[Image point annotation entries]
-- -- --

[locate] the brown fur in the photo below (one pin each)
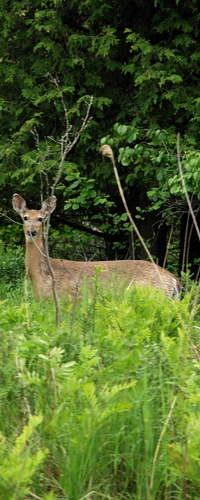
(69, 274)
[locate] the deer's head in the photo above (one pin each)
(33, 219)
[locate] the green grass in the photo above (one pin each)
(105, 406)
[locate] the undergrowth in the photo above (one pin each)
(105, 406)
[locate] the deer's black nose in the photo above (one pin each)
(32, 231)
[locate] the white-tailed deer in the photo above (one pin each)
(69, 275)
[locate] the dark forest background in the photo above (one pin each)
(140, 62)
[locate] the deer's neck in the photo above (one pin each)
(35, 264)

-- -- --

* **Problem description**
Repeat all of the records above word for word, but leave out the picture.

* **Full output**
[locate] the brown fur in the photo below (one pin each)
(69, 274)
[locate] the deer's head in the photo above (one pin each)
(33, 219)
[locate] the green grass in the photo above (one pin each)
(105, 406)
[locate] the undergrowth in the photo above (one pin each)
(105, 406)
[locate] the deer's black nose in the photo above (one pin each)
(32, 231)
[locate] the white-tailed deer in the photo above (one pin each)
(69, 275)
[locate] the dark forest background in the photo above (one pin each)
(140, 62)
[locate] the deer's neck in the photo above (one pin each)
(35, 264)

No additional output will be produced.